WHAT IS REQUIRED -
Every line below is to be given again precisely; images are to be left out.

[SOURCE DATA — start]

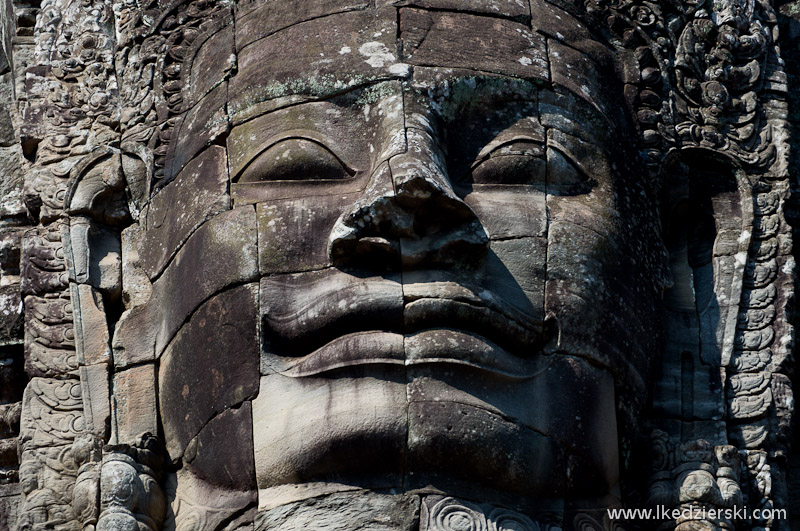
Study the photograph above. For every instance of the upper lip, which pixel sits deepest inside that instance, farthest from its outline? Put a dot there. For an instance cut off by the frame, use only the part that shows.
(369, 321)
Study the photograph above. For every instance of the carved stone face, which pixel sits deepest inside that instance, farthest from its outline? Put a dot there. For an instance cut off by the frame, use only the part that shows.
(453, 267)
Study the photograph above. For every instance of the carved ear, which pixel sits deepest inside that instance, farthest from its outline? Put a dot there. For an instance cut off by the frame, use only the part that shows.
(137, 168)
(707, 220)
(93, 182)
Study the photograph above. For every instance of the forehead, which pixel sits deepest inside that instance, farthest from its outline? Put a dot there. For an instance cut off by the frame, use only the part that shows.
(288, 51)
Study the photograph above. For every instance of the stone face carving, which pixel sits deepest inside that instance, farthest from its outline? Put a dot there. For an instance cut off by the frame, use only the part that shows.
(401, 265)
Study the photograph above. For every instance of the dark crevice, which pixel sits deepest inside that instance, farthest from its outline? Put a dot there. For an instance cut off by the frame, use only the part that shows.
(520, 19)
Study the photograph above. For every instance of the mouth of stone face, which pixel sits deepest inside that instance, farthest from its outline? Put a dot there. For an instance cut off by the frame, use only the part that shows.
(433, 323)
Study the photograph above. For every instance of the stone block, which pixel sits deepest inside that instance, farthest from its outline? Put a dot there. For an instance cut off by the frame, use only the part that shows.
(134, 403)
(222, 452)
(11, 499)
(338, 52)
(517, 10)
(198, 504)
(209, 63)
(220, 253)
(91, 325)
(210, 366)
(588, 79)
(136, 286)
(205, 122)
(435, 38)
(342, 430)
(293, 234)
(356, 511)
(197, 193)
(513, 212)
(452, 445)
(96, 396)
(266, 18)
(304, 311)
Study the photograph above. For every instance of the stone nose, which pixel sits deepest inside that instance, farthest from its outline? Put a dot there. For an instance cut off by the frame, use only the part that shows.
(409, 218)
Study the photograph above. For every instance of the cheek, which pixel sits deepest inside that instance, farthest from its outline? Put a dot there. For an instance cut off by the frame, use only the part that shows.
(597, 285)
(515, 219)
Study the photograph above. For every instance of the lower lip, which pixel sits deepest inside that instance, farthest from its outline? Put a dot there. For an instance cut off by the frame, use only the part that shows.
(435, 346)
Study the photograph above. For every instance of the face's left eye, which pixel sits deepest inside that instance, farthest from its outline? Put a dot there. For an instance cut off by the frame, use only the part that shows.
(296, 159)
(517, 162)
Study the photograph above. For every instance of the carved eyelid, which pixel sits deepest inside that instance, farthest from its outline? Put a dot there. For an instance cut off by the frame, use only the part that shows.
(296, 135)
(498, 144)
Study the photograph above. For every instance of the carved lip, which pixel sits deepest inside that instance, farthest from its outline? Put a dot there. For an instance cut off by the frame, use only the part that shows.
(431, 322)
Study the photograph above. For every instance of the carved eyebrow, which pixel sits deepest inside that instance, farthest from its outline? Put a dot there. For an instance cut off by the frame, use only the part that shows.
(501, 142)
(294, 135)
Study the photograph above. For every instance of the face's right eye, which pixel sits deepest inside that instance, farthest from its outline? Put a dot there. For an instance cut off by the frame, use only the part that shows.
(296, 159)
(518, 162)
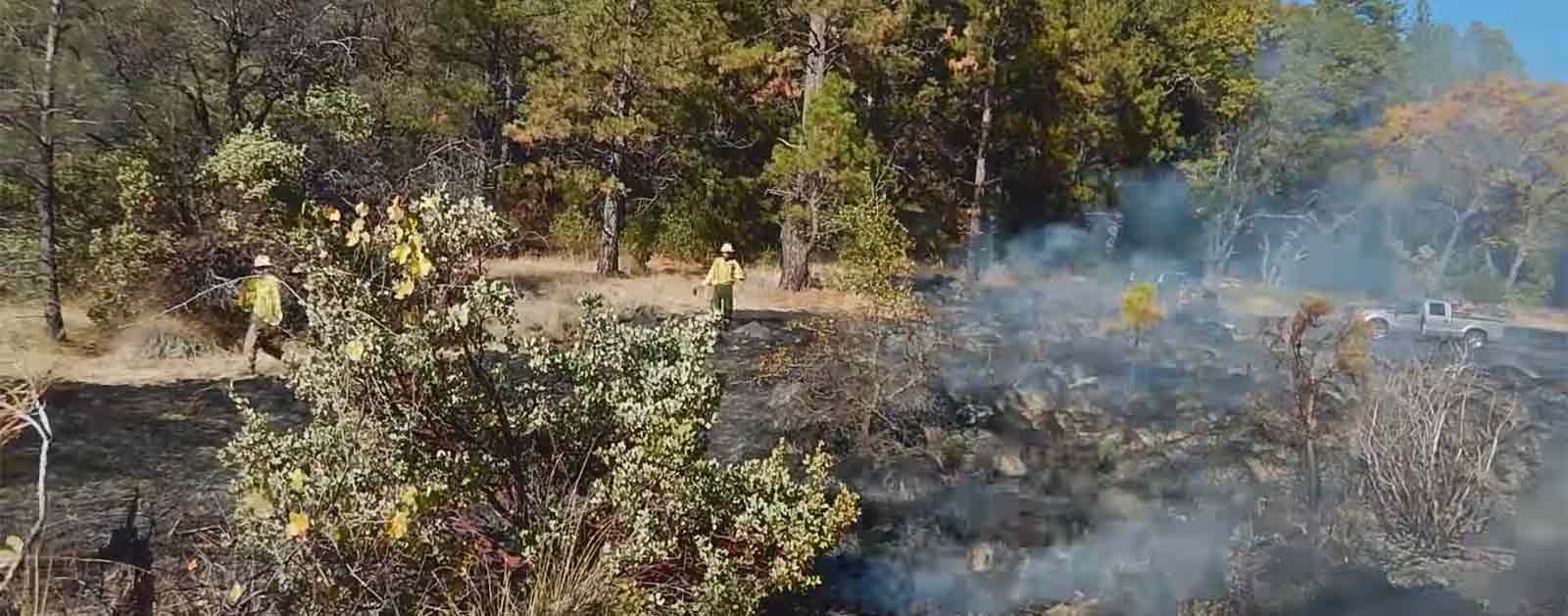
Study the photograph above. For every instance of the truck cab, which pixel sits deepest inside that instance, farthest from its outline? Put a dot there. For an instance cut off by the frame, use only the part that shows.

[SOURCE DATA — finish]

OUTPUT BELOW -
Study the photograph above. For every instance of the upper lip, which pixel sits deepest inside that instance, farthest from its outline? Put a dot there. For an instance cut off by the frame, use only the part that shows.
(369, 321)
Study the photograph above. For every instance of the carved stone face, which pixel sits deepest inside that instance, farthest from its outline? Put a dot there. For an instance cut off by the frame, use only the part that shows.
(453, 267)
Study the photograph above. For every instance of the carved ear, which pixel sits deepest inside that instance, farthest from its outline? Put a dot there. For an instance cut off by the frame, use only the part that shows.
(137, 168)
(707, 220)
(93, 182)
Study the photograph above. For every instance of the forehead, which pixel sits deepest inside that instance, farthest from its outline? Put a dot there. For an instance cut off by the frame, use only the part that shows.
(288, 51)
Study the photograph above. For every instance of the stone face carving, which pixel sits deepest inside that instance, farthest from its outline? Put a dot there. For an instance cut off by the frame, use only the part that shows.
(401, 265)
Study the photograph above. For every instance of the dark crevice, which pixel sits deepest inside that instance, farthest from its outline? Put a dot there. For an instance cut off by the frame, use only the part that shows.
(520, 19)
Study the photograph above. For every instance of the mouth of stone face, which pixel sits deepest inside that instance, farthest from its outline? Put a dot there. For an instance cut off by the frame, use only the part that shows.
(433, 323)
Study the photograph above. For every instance of the stone block, which pixel sits deepest inside that instance, farthest from its outline? Put a dot there. For an instance cut off by the frame, use only the part that shows.
(134, 403)
(222, 452)
(11, 499)
(338, 52)
(517, 10)
(198, 504)
(209, 63)
(220, 253)
(91, 325)
(210, 366)
(588, 79)
(136, 286)
(205, 122)
(435, 38)
(342, 430)
(293, 234)
(356, 511)
(197, 193)
(513, 212)
(452, 445)
(96, 396)
(266, 18)
(304, 311)
Study the photograph above. For every instance of the stone nose, which pixel sits deepest inside that instance, farthest from its outline? Put a dot there. For an instance cut off by the frame, use only the part that shows.
(409, 218)
Study the photograph above. For every instance of the cheek, which pixel sits deepest inside that instance, farthest from its outline? Put a dot there. For an instance cut off by the frame, use only the part that shows.
(597, 285)
(515, 219)
Study the photograph above. For every instance of the lower lip, which pixel sits deepest inside that instance, farthest from its outline? Put a dot there. For an instance cut off by the frame, use only the part that shows.
(435, 346)
Study the photograph above. For every instance of the face's left eye, which pixel sits deepest inside that instance, farthest from its outline? Put a dot there. For an instance cut off by the frame, use only the part that shows.
(296, 159)
(517, 162)
Study the photograph above. For every instance of the carved eyelid, which pixel sits deepest inside that instance, farthest from its outline? Put a dot there. For an instance cut off by the frame, use only the part that shows.
(296, 135)
(498, 144)
Study the photograph above. For every instance of the carved lip, which pixel sits deepest inside that instance, farthest from its outline? Put a dot there. For an instance cut off by the frame, use only the part that shows.
(431, 322)
Study the photograph above. For every instance of the carved eyebrow, which pixel sits deepest inside that instance, farthest from its outline? Put a dot there. For an instance cut off by the frame, use only the part that shows.
(501, 142)
(294, 135)
Study the photograph above. For every instance of the face's right eye, which pixel sits deepest inside that instance, farthest from its outline? Put a dot there. For an instance cut off by the frame, use only the part that shows.
(296, 159)
(518, 162)
Study the photograph above. For every instance of the truck cab, which pixel sits deepest inside that instance, farthest from its outline? Put a dot there. For an instance cut off by the frame, use only the part that shows.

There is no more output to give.